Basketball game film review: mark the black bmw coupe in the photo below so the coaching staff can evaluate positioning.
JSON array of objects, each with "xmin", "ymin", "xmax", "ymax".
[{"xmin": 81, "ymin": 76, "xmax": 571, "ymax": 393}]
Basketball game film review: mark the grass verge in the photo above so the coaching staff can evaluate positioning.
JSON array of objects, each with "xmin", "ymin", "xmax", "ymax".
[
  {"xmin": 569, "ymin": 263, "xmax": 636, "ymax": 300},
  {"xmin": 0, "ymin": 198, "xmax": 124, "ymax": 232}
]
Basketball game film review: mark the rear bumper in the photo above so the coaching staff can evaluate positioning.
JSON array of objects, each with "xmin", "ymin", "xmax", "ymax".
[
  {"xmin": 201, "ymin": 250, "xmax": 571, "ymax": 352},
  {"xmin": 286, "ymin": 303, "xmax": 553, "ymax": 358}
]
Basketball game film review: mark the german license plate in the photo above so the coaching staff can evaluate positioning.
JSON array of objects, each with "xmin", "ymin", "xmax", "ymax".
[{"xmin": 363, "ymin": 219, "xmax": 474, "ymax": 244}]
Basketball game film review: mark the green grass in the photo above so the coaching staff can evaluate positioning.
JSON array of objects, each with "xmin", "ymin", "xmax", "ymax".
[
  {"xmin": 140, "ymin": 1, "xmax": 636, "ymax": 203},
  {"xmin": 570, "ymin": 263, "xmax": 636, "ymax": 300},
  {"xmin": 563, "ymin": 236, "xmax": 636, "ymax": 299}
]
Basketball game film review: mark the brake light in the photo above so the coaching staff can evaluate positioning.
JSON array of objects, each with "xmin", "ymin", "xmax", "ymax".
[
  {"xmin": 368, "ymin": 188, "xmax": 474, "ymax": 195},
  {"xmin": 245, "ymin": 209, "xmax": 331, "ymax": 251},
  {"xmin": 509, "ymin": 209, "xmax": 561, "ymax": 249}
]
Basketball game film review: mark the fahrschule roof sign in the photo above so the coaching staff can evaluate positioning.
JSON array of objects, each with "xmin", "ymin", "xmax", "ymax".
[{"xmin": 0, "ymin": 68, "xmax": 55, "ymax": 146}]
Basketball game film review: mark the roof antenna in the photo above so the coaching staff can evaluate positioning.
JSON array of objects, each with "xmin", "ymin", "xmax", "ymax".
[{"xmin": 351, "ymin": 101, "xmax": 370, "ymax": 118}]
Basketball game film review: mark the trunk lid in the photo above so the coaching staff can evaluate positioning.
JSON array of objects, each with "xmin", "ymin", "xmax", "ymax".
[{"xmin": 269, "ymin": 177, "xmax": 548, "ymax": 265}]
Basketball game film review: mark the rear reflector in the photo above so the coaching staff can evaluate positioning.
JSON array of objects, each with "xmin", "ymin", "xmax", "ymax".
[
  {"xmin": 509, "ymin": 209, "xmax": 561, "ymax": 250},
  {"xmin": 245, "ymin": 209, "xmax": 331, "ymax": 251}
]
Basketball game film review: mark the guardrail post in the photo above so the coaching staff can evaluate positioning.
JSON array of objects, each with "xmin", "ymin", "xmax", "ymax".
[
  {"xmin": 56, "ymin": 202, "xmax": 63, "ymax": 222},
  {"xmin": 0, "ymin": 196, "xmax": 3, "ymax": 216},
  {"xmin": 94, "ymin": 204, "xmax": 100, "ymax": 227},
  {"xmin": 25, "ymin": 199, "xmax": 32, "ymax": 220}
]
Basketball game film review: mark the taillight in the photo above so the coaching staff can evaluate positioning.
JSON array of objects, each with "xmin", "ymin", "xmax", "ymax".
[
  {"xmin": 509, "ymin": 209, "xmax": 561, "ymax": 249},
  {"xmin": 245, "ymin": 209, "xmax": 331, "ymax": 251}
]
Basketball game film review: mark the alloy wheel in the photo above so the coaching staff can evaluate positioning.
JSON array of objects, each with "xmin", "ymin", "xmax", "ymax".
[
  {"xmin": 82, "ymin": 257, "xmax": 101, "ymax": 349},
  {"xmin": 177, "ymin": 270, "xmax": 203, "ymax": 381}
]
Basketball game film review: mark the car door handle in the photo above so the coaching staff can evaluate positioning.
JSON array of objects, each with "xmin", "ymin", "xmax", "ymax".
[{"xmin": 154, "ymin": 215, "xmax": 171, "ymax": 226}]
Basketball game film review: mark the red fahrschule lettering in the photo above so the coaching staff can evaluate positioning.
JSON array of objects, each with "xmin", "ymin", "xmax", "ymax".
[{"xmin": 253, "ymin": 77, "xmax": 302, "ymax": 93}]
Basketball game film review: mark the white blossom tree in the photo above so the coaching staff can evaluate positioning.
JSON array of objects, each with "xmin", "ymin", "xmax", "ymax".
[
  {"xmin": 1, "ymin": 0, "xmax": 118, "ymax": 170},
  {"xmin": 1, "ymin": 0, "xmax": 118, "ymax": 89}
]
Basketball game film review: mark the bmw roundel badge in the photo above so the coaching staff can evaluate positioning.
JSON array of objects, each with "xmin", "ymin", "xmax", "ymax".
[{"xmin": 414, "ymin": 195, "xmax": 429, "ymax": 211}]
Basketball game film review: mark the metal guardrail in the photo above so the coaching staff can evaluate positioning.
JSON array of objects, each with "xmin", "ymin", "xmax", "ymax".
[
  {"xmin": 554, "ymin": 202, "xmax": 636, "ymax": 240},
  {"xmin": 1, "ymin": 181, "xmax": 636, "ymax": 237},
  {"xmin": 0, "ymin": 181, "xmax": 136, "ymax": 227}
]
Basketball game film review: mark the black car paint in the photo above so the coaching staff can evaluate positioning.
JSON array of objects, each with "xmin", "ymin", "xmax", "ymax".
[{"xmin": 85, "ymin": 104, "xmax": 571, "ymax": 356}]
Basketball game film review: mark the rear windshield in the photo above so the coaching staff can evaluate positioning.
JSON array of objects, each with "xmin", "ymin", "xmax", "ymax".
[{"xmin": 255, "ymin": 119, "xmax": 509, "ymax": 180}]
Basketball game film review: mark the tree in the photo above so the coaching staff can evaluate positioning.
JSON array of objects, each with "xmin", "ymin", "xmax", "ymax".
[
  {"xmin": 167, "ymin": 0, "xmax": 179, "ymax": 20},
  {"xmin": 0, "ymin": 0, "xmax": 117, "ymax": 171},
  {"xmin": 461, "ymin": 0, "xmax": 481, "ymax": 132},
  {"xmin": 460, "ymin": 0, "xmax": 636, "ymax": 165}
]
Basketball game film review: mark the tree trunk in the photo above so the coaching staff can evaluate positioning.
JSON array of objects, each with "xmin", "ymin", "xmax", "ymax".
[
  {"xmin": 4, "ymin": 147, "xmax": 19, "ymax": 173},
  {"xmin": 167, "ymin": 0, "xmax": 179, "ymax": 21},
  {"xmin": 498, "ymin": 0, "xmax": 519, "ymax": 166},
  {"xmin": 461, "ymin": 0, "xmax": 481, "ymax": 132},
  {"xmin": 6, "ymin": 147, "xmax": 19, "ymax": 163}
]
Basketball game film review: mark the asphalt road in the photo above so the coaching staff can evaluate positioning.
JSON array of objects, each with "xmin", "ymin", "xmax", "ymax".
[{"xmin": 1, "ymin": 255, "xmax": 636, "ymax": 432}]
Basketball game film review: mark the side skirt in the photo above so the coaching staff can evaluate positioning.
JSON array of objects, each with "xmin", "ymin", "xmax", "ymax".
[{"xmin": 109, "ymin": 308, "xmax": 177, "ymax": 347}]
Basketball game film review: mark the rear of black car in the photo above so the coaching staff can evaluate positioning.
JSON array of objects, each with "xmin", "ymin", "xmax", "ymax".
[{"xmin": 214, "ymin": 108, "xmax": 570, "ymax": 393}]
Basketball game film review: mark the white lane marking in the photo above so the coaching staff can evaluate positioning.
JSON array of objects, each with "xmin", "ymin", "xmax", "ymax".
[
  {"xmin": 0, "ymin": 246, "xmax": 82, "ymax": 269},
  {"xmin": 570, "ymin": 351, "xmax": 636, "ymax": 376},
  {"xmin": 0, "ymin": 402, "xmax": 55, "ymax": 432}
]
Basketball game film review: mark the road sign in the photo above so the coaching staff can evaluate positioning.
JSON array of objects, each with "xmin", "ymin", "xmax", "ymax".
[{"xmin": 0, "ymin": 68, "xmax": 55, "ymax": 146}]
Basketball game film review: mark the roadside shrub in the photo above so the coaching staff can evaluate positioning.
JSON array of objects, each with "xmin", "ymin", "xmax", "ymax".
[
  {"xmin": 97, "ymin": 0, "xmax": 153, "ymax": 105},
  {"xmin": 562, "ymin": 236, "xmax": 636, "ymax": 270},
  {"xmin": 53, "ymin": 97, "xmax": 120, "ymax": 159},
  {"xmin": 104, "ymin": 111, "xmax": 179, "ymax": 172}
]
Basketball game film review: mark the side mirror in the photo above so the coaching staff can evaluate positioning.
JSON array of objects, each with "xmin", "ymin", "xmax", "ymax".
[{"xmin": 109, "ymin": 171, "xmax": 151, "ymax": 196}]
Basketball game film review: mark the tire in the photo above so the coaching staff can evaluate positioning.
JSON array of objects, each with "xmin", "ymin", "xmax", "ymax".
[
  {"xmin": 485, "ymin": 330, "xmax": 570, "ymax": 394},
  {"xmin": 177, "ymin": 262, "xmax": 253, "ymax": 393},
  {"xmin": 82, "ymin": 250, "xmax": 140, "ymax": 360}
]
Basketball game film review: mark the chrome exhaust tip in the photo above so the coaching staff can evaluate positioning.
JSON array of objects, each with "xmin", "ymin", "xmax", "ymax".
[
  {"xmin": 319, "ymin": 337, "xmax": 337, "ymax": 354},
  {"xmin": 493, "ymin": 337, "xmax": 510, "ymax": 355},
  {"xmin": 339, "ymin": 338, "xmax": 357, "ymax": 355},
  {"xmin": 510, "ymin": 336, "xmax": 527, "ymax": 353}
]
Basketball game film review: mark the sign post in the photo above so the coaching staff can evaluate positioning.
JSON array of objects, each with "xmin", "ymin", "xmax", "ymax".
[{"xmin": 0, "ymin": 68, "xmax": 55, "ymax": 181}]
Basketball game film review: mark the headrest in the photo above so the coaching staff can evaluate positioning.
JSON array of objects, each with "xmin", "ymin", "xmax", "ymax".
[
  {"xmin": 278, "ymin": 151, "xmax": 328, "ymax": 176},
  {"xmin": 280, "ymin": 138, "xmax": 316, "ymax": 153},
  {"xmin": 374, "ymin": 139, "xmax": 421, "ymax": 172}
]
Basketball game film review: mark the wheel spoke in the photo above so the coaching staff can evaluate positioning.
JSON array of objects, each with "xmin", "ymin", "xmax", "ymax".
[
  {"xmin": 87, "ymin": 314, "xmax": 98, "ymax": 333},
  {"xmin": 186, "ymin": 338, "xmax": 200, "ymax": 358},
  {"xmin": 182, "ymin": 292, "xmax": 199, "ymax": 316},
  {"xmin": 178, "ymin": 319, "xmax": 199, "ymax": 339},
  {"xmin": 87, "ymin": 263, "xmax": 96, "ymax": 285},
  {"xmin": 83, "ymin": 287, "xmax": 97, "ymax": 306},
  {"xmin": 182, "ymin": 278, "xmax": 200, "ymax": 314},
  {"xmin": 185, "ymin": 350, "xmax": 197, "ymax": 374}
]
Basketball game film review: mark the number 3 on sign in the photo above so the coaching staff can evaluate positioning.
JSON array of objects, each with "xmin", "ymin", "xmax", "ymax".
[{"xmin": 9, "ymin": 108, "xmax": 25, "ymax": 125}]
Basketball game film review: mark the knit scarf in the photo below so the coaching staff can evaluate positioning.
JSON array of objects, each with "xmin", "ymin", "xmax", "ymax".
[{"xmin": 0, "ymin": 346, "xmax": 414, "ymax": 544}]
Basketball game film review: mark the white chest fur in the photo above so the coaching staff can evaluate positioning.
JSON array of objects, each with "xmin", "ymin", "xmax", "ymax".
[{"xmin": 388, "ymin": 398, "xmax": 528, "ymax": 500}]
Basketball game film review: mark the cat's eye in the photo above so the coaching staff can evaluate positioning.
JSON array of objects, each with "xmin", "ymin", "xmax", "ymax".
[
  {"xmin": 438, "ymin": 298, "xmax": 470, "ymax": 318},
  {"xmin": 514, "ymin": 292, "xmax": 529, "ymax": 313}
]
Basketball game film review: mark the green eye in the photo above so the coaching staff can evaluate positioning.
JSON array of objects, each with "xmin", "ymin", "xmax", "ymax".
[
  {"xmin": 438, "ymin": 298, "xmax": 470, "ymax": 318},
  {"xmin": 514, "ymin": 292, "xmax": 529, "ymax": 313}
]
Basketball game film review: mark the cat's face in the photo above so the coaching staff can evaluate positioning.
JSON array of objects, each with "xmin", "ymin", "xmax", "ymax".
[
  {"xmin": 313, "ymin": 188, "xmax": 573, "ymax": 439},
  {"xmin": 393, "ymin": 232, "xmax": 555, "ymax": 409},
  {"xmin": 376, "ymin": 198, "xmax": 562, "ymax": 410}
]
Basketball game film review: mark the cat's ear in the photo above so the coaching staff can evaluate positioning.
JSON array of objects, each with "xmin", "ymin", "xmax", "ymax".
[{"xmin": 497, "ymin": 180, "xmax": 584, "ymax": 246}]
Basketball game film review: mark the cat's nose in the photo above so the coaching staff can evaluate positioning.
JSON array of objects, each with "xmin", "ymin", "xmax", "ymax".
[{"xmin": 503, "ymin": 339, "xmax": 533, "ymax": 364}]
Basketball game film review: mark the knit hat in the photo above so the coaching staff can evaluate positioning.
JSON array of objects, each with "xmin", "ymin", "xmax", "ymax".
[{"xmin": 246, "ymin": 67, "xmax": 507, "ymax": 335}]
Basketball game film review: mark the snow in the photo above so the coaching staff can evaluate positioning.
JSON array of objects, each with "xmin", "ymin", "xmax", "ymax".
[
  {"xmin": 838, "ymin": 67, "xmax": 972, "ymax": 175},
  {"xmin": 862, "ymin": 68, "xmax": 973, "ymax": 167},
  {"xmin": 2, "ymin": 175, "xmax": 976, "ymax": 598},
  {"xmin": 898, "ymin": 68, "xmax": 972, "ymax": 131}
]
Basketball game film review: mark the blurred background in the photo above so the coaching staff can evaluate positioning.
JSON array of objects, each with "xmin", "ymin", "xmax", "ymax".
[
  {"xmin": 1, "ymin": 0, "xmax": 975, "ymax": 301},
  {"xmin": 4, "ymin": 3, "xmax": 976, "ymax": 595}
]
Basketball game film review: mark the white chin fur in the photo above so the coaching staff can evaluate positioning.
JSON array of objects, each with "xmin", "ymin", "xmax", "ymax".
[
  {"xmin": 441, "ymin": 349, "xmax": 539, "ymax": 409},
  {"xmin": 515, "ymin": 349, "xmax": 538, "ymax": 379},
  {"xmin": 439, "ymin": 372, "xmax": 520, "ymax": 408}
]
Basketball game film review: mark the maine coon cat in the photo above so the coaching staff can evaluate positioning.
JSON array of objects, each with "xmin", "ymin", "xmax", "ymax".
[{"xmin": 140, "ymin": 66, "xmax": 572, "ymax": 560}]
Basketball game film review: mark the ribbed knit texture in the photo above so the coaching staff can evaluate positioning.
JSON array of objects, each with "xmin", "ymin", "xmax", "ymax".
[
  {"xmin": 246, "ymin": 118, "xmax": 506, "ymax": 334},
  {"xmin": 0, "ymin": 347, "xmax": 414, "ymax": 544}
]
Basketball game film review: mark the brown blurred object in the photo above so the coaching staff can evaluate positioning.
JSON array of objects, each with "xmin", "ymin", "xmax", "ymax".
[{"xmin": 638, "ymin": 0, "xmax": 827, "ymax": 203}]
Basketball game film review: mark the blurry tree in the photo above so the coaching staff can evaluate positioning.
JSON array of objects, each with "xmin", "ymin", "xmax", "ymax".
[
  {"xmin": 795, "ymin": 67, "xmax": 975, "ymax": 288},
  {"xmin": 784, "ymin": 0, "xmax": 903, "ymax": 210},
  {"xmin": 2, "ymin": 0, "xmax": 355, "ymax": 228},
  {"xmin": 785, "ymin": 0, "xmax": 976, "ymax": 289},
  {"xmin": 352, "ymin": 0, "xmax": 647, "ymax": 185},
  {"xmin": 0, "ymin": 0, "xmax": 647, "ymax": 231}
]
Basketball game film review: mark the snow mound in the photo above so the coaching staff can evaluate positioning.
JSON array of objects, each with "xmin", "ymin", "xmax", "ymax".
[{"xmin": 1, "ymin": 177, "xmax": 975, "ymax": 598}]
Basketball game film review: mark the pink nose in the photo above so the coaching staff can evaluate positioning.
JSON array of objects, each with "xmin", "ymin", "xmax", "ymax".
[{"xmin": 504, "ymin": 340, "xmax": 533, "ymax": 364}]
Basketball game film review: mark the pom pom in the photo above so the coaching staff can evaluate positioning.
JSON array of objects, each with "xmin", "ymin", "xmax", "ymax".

— BRIEF —
Your task is to quote the lines above, beginning with the first and ending with the one that holds "Basketball game film review: mark the green grass".

— TASK RESPONSE —
Basketball game film review: mark the black bmw coupe in the photo below so the coaching staff can evaluate positioning.
JSON array of objects, each with "xmin", "ymin", "xmax", "ymax".
[{"xmin": 81, "ymin": 76, "xmax": 571, "ymax": 393}]
Basketball game film review: mark the grass verge in the photo above so the coaching staff can evaluate positioning.
JSON array of objects, each with "xmin", "ymin", "xmax", "ymax".
[
  {"xmin": 569, "ymin": 263, "xmax": 636, "ymax": 300},
  {"xmin": 0, "ymin": 198, "xmax": 124, "ymax": 232}
]
Basketball game film review: mark the rear bumper in the photo above so the coaching staff can evaluate positioning.
JSON array of objects, each with "xmin", "ymin", "xmax", "ymax".
[
  {"xmin": 201, "ymin": 250, "xmax": 571, "ymax": 352},
  {"xmin": 286, "ymin": 303, "xmax": 553, "ymax": 358}
]
Basketball game film review: mark the german license plate in the photo above so the coaching staff can evaluate positioning.
JSON array of objects, each with "xmin", "ymin", "xmax", "ymax".
[{"xmin": 363, "ymin": 219, "xmax": 474, "ymax": 244}]
Basketball game film review: mark the green grass in the photo above so the coaching staff can evaluate positioning.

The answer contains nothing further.